- The problem -
Rewrite all of the records below, changing every occurrence of "ring rule" to "fill rule" and leaving everything else unchanged. Omit the pictures from your answer.

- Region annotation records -
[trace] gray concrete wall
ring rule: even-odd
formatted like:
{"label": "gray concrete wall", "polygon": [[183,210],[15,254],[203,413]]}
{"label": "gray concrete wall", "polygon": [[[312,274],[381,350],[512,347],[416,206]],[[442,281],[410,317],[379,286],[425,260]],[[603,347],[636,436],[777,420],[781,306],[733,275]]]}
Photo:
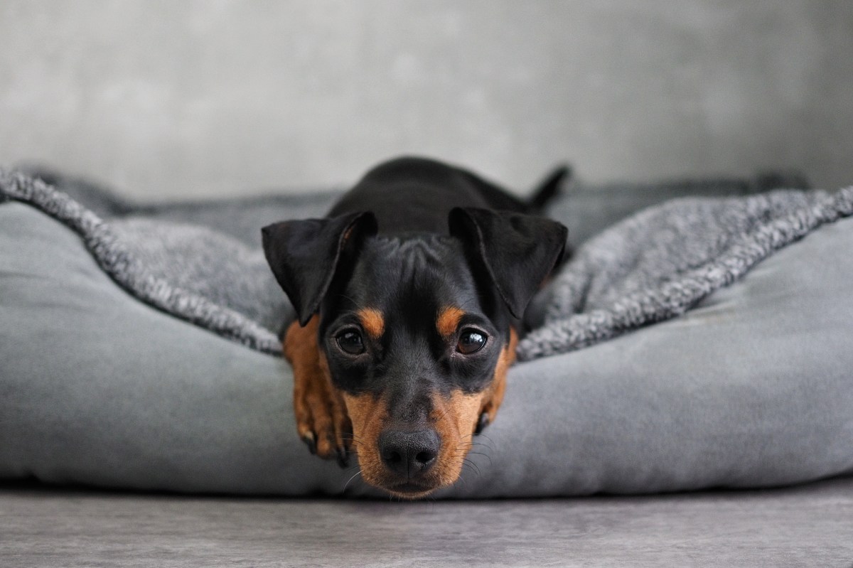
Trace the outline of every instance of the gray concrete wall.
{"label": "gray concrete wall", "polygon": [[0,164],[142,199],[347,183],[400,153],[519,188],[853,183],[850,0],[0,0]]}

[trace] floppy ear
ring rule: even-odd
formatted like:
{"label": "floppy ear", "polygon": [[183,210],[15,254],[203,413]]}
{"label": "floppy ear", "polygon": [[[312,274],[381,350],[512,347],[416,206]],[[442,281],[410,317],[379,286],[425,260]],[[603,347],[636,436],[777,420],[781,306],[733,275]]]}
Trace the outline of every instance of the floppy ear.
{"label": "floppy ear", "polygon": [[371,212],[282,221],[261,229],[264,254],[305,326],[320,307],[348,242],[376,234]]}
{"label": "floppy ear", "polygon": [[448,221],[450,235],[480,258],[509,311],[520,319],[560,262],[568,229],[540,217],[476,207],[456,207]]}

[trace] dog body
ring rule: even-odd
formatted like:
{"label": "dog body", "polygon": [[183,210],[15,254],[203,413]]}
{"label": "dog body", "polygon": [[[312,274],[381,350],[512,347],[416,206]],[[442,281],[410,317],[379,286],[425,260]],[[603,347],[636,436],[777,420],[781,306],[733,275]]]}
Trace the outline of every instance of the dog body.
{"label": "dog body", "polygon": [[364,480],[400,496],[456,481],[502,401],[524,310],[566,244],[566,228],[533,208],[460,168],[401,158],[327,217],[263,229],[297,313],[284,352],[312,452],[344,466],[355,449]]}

- Result -
[trace] gray concrete wall
fill rule: even-odd
formatted like:
{"label": "gray concrete wall", "polygon": [[183,210],[15,254],[203,413]]}
{"label": "gray concrete wall", "polygon": [[[312,274],[381,350],[512,347],[416,206]],[[442,281],[410,317],[379,286],[425,260]],[[603,347],[636,436],[777,420],[781,306],[733,275]]]}
Photo:
Trace the outline of every instance of the gray concrete wall.
{"label": "gray concrete wall", "polygon": [[0,164],[142,199],[347,183],[400,153],[519,188],[853,183],[850,0],[0,0]]}

[trace] floppy ear
fill rule: even-odd
formatted like:
{"label": "floppy ear", "polygon": [[183,210],[15,254],[203,413]]}
{"label": "floppy ear", "polygon": [[[312,274],[381,350],[512,347],[416,206]],[[442,281],[410,317],[379,286],[425,260]],[[603,347],[636,436],[777,420],[781,306],[733,275]]]}
Trace the outline of every instance of the floppy ear.
{"label": "floppy ear", "polygon": [[371,212],[282,221],[261,229],[264,254],[305,326],[320,307],[348,242],[376,234]]}
{"label": "floppy ear", "polygon": [[448,221],[450,235],[480,258],[509,311],[520,319],[560,262],[568,229],[540,217],[476,207],[456,207]]}

[trace] dog body
fill rule: even-odd
formatted like:
{"label": "dog body", "polygon": [[183,210],[15,254],[203,413]]}
{"label": "dog body", "polygon": [[[312,274],[381,350],[512,347],[416,206]],[[442,281],[410,317],[379,286],[425,260]],[[603,347],[636,436],[777,420],[781,306],[733,275]]]}
Trace the outline of every instance of the dog body.
{"label": "dog body", "polygon": [[364,480],[400,496],[456,481],[502,401],[524,310],[566,244],[566,228],[533,208],[460,168],[401,158],[327,217],[263,229],[297,313],[284,352],[312,452],[344,466],[355,449]]}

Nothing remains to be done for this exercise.